__YOUR INSTRUCTIONS__
Start at the top and transcribe every record through the final line exactly.

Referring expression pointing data

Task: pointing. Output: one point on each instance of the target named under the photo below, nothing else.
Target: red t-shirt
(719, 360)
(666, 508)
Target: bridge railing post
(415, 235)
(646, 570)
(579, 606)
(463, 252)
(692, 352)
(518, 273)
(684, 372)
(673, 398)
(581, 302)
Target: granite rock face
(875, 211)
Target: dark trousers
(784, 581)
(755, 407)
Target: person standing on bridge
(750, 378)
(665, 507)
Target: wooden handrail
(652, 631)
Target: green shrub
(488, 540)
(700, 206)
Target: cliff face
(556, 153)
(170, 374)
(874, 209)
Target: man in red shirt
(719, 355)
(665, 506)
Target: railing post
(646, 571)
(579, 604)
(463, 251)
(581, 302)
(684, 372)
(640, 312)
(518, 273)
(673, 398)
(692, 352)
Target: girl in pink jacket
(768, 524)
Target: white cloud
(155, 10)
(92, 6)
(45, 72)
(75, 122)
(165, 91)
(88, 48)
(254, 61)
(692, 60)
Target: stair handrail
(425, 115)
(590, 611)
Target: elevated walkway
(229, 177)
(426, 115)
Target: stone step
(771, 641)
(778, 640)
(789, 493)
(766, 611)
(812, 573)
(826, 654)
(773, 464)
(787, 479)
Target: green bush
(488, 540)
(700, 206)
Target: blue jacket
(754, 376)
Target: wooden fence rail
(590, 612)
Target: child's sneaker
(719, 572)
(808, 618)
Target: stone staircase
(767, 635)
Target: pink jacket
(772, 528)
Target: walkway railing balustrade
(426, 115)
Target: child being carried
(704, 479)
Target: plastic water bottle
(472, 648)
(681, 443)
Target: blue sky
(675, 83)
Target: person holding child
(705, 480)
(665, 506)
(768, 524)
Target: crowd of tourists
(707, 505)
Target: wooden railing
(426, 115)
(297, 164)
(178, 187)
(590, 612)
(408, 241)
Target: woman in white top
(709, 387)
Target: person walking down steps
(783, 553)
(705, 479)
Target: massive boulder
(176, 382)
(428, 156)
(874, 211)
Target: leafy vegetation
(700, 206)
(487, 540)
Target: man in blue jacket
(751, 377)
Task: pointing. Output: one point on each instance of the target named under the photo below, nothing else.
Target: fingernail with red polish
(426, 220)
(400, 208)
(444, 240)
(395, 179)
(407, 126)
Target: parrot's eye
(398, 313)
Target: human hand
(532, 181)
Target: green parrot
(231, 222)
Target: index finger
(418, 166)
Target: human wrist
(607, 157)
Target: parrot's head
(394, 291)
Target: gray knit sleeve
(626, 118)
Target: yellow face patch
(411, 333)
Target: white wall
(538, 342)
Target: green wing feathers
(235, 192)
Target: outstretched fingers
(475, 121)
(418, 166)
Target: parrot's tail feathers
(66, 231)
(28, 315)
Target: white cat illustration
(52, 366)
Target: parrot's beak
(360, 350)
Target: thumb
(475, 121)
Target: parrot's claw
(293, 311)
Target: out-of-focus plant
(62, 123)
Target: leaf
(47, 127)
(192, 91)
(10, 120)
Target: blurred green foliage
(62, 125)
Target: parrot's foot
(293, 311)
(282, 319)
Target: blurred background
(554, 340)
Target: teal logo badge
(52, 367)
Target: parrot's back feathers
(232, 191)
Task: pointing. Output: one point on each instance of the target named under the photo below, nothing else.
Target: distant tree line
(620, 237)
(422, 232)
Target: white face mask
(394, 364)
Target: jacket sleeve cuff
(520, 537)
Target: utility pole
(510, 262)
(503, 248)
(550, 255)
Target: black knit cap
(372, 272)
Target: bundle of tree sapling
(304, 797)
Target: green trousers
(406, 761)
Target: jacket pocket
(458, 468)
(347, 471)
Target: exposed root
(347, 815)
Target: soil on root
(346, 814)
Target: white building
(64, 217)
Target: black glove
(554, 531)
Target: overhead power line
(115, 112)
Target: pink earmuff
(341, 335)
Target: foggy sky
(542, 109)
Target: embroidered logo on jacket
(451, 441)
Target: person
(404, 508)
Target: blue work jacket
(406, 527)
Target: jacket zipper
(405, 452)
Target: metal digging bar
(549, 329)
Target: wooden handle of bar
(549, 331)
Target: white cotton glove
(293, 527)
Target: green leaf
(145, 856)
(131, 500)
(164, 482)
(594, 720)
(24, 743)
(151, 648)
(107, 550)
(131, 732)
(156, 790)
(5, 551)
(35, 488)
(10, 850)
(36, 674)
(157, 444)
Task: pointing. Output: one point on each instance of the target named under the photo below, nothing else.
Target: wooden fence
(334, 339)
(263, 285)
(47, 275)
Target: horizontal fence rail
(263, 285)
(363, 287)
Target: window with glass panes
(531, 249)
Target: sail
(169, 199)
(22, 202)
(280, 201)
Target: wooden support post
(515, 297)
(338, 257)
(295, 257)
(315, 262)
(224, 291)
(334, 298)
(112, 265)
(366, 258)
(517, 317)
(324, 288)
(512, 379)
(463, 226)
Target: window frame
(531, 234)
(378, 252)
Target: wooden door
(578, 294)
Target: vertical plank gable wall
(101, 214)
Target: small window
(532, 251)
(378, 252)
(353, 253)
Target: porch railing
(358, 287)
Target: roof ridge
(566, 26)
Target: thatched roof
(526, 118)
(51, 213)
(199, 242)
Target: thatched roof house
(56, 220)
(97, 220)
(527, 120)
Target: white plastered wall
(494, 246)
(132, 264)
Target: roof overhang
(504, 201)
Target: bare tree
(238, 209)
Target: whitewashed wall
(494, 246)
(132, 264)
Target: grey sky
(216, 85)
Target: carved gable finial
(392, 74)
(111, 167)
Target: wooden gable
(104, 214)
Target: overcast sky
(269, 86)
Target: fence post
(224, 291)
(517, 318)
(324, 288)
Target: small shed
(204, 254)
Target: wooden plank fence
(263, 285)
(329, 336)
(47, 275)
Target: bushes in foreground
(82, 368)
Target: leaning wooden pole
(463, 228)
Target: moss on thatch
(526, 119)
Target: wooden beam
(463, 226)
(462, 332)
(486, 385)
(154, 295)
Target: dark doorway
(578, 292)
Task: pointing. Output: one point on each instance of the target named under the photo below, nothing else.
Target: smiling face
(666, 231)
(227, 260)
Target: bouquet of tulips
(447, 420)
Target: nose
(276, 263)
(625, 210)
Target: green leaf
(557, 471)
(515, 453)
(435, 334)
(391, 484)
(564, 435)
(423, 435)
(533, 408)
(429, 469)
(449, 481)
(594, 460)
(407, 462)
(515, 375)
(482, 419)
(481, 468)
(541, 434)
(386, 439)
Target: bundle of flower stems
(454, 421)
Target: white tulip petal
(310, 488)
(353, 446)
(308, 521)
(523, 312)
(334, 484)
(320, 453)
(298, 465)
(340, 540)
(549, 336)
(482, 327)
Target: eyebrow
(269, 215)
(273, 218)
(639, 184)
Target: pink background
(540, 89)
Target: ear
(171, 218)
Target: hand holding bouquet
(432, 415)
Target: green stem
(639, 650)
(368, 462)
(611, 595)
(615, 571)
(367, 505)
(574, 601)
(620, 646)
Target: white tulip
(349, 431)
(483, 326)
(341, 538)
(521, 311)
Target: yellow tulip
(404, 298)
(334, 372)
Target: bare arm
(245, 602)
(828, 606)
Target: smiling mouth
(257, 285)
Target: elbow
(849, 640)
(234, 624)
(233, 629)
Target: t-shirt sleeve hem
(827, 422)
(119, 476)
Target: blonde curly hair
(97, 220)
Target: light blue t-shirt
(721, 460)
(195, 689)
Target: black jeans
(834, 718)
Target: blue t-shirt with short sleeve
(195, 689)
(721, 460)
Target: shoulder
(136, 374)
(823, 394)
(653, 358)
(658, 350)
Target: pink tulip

__WRITTEN RESPONSE__
Task: pointing. Output: one point on each instance of the target named under the photo below, nothing else.
Target: red t-shirt
(719, 360)
(666, 508)
Target: bridge railing post
(415, 235)
(646, 570)
(579, 606)
(463, 252)
(692, 352)
(518, 273)
(684, 372)
(673, 398)
(581, 302)
Target: granite rock face
(875, 211)
Target: dark trousers
(784, 581)
(755, 407)
Target: person standing on bridge
(750, 378)
(665, 507)
Target: wooden handrail
(652, 631)
Target: green shrub
(488, 540)
(700, 206)
Target: cliff face
(556, 153)
(170, 374)
(874, 209)
Target: man in red shirt
(719, 355)
(665, 506)
Target: railing post
(646, 571)
(579, 604)
(463, 251)
(581, 302)
(684, 372)
(640, 312)
(518, 273)
(673, 398)
(692, 352)
Target: girl in pink jacket
(768, 524)
Target: white cloud
(155, 10)
(92, 6)
(45, 72)
(75, 122)
(165, 91)
(88, 48)
(254, 61)
(692, 60)
Target: stair handrail
(425, 115)
(590, 611)
Target: elevated walkway
(229, 177)
(426, 115)
Target: stone step
(771, 641)
(778, 640)
(789, 493)
(766, 611)
(812, 573)
(826, 654)
(773, 464)
(787, 479)
Target: green bush
(488, 540)
(700, 206)
Target: blue jacket
(754, 376)
Target: wooden fence rail
(590, 612)
Target: child's sneaker
(719, 572)
(808, 618)
Target: stone staircase
(767, 635)
Target: pink jacket
(772, 528)
Target: walkway railing balustrade
(426, 115)
Target: child being carried
(704, 479)
Target: plastic water bottle
(472, 648)
(681, 443)
Target: blue sky
(675, 83)
Target: person holding child
(705, 480)
(665, 506)
(768, 524)
Target: crowd of tourists
(707, 505)
Target: wooden railing
(426, 115)
(297, 164)
(178, 187)
(590, 612)
(408, 241)
Target: woman in white top
(709, 387)
Target: person walking down steps
(783, 553)
(705, 479)
Target: massive boulder
(176, 382)
(428, 156)
(874, 211)
Target: leafy vegetation
(700, 206)
(487, 540)
Target: man in blue jacket
(751, 377)
Task: pointing. Output: one point on each instance of the target named under the photo below, nothing else.
Target: fingernail with red polish
(426, 220)
(400, 208)
(444, 240)
(395, 179)
(407, 126)
Target: parrot's eye
(398, 313)
Target: human hand
(532, 181)
Target: green parrot
(231, 222)
Target: index finger
(418, 166)
Target: human wrist
(607, 157)
Target: parrot's head
(394, 291)
Target: gray knit sleeve
(626, 118)
Target: yellow face patch
(411, 333)
Target: white wall
(538, 342)
Target: green wing feathers
(235, 192)
Target: outstretched fingers
(475, 121)
(418, 166)
Target: parrot's tail feathers
(66, 231)
(28, 315)
Target: white cat illustration
(52, 366)
Target: parrot's beak
(360, 350)
Target: thumb
(475, 121)
Target: parrot's claw
(293, 311)
Target: out-of-focus plant
(62, 123)
Target: leaf
(47, 127)
(192, 91)
(10, 120)
Target: blurred green foliage
(62, 125)
Target: parrot's foot
(293, 311)
(282, 319)
Target: blurred background
(554, 340)
Target: teal logo badge
(52, 367)
Target: parrot's back feathers
(232, 191)
Task: pointing. Output: one point on each instance of the target named under the photo below, nothing else.
Target: distant tree line
(620, 237)
(422, 232)
Target: white face mask
(394, 364)
Target: jacket sleeve cuff
(520, 537)
Target: utility pole
(510, 262)
(503, 248)
(550, 255)
Target: black knit cap
(372, 272)
Target: bundle of tree sapling
(304, 797)
Target: green trousers
(406, 761)
Target: jacket pocket
(458, 468)
(347, 471)
Target: exposed root
(347, 815)
Target: soil on root
(346, 814)
Target: white building
(64, 217)
Target: black glove
(554, 531)
Target: overhead power line
(115, 112)
Target: pink earmuff
(341, 335)
Target: foggy sky
(542, 109)
Target: embroidered logo on jacket
(451, 441)
Target: person
(404, 508)
Target: blue work jacket
(406, 527)
Target: jacket zipper
(405, 452)
Target: metal digging bar
(549, 329)
Target: wooden handle of bar
(549, 331)
Target: white cotton glove
(293, 527)
Target: green leaf
(145, 856)
(131, 500)
(164, 482)
(594, 720)
(24, 743)
(151, 648)
(107, 550)
(131, 732)
(156, 790)
(5, 551)
(35, 488)
(10, 850)
(36, 674)
(157, 444)
Task: pointing. Output: one point on each instance of the target named under the photo below, nothing else.
Target: wooden fence
(334, 339)
(263, 285)
(47, 275)
Target: horizontal fence rail
(263, 285)
(363, 287)
Target: window with glass panes
(531, 249)
Target: sail
(169, 199)
(22, 202)
(280, 201)
Target: wooden support post
(515, 297)
(338, 257)
(295, 257)
(315, 262)
(224, 291)
(334, 298)
(112, 265)
(366, 258)
(517, 317)
(324, 288)
(512, 379)
(463, 226)
Target: window frame
(531, 234)
(378, 252)
Target: wooden door
(578, 294)
Target: vertical plank gable wall
(101, 214)
Target: small window
(532, 251)
(378, 252)
(353, 253)
Target: porch railing
(358, 287)
Target: roof ridge
(566, 26)
Target: thatched roof
(526, 118)
(51, 213)
(199, 242)
Target: thatched roof house
(56, 220)
(97, 220)
(527, 120)
Target: white plastered wall
(494, 246)
(132, 264)
Target: roof overhang
(504, 201)
Target: bare tree
(238, 209)
Target: whitewashed wall
(494, 246)
(132, 264)
Target: grey sky
(216, 85)
Target: carved gable finial
(392, 74)
(111, 167)
Target: wooden gable
(104, 214)
Target: overcast sky
(269, 86)
Target: fence post
(224, 291)
(517, 318)
(324, 288)
Target: small shed
(204, 254)
Target: wooden plank fence
(263, 285)
(329, 336)
(47, 275)
Target: bushes in foreground
(82, 368)
Target: leaning wooden pole
(463, 228)
Target: moss on thatch
(526, 119)
Target: wooden beam
(463, 226)
(462, 332)
(486, 385)
(154, 295)
Target: dark doorway
(578, 292)
Task: pointing. Output: one point on each instance of the target named under the photo below, nothing else.
Target: smiling face
(666, 231)
(227, 260)
Target: bouquet of tulips
(447, 420)
Target: nose
(276, 263)
(625, 210)
Target: green leaf
(557, 471)
(515, 453)
(435, 334)
(391, 484)
(564, 435)
(423, 435)
(533, 408)
(429, 469)
(449, 481)
(594, 460)
(407, 462)
(515, 375)
(482, 419)
(481, 468)
(541, 434)
(386, 439)
Target: bundle of flower stems
(454, 421)
Target: white tulip petal
(310, 488)
(353, 446)
(308, 521)
(523, 312)
(334, 484)
(320, 453)
(298, 465)
(340, 540)
(549, 336)
(482, 327)
Target: eyebrow
(269, 215)
(273, 218)
(639, 184)
Target: pink background
(540, 89)
Target: ear
(171, 218)
Target: hand holding bouquet
(432, 415)
Target: green stem
(639, 650)
(368, 462)
(611, 595)
(615, 571)
(367, 505)
(574, 601)
(620, 646)
Target: white tulip
(349, 431)
(483, 326)
(341, 538)
(521, 311)
Target: yellow tulip
(404, 298)
(334, 372)
Target: bare arm
(245, 602)
(828, 606)
Target: smiling mouth
(257, 285)
Target: elbow
(849, 640)
(234, 624)
(233, 629)
Target: t-shirt sleeve hem
(827, 422)
(119, 476)
Target: blonde curly hair
(97, 220)
Target: light blue t-shirt
(721, 460)
(195, 689)
Target: black jeans
(834, 718)
Target: blue t-shirt with short sleeve
(195, 689)
(721, 460)
Target: shoulder
(136, 374)
(823, 394)
(653, 358)
(658, 350)
Target: pink tulip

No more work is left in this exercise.